**Material for this exercise:**
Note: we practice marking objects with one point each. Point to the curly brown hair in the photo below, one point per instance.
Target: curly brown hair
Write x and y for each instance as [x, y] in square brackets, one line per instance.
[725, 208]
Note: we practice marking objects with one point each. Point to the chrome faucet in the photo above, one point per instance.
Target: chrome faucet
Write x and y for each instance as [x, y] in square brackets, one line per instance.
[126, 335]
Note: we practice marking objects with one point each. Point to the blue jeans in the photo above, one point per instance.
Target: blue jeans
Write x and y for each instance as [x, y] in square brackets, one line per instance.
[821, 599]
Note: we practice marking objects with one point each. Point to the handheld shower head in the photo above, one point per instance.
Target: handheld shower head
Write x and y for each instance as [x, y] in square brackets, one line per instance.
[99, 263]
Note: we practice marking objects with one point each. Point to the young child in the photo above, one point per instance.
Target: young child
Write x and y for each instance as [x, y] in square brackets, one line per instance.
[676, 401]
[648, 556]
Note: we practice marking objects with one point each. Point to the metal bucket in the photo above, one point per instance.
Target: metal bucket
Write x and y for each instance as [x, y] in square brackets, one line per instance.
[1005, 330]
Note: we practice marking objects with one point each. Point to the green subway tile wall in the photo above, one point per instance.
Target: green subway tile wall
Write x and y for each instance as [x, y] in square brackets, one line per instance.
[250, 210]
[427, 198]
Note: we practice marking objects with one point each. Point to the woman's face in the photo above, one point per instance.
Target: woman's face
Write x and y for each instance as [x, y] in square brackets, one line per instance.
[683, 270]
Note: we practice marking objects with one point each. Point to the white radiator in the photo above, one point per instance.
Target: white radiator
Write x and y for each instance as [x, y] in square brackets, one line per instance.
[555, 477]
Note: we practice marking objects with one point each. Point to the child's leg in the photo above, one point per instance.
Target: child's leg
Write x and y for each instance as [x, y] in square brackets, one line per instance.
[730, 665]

**Goal:** Please quote every one of the records above word for word.

**Full response:**
Note: we practice marking objects with one point each. Point to the curly brown hair in the photo below, one point per instance.
Target: curly brown hair
Write x and y for each instance as [x, y] in square brackets, one line per instance.
[725, 208]
Note: we practice marking objects with one point each. Point to the chrome faucet in the photo above, one point per instance.
Target: chrome faucet
Write x and y for each instance as [x, y] in square brackets, one line per instance.
[126, 335]
Note: we practice marking objects with one point each. Point to the blue jeans in the photo above, one point per instance.
Target: blue jeans
Write x and y for each instance as [x, y] in square brackets, one line per instance.
[821, 599]
Note: we practice marking objects with one point each. Point to the handheld shower head in the photo above, one point per instance.
Target: handheld shower head
Write x and y for each instance as [x, y] in square brackets, one line per instance.
[99, 263]
Note: we practice marking objects with one point each. Point to the young child in the photo above, one point per instance.
Target: young child
Write x and y for each instance as [x, y] in square brackets, one line per instance.
[676, 401]
[648, 556]
Note: we practice marking objects with one point each. Point to the metal bucket in the photo above, one point per instance.
Target: metal bucket
Write x and y for each instance as [x, y] in square brackets, one line per instance.
[1005, 330]
Note: we practice marking objects with one point each. Point to the green subway tile wall in the photo above, one point per instance.
Target: green subway tile wall
Write x and y for each instance as [x, y] in square brackets, one line per instance.
[250, 210]
[427, 198]
Note: we practice marking objects with one point each. Point to the woman's face in the photo above, one point per instance.
Target: woman's face
Write x and y for each instance as [x, y] in square brackets, one line per instance.
[683, 270]
Note: we practice marking objects with one point each. Point to the white radiator in the photo above, one point per instance.
Target: white radiator
Write x and y for each instance as [x, y] in square brackets, one line per instance.
[555, 477]
Note: we practice marking objects with one point each. Point to the child's leg in the photo above, one point per instance.
Target: child's leg
Write x and y for each instance as [x, y] in square brackets, one line per instance.
[730, 665]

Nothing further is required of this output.